Reproduce the following data line for line, without altering anything.

--*--

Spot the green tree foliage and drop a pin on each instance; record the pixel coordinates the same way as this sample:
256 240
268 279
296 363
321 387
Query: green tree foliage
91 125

--*--

#### SOLVED EXERCISE:
Spot the green tree foliage and drop a pin on each instance; record the pixel coordinates the same way as this sample:
256 240
268 279
296 363
321 387
Query: green tree foliage
91 125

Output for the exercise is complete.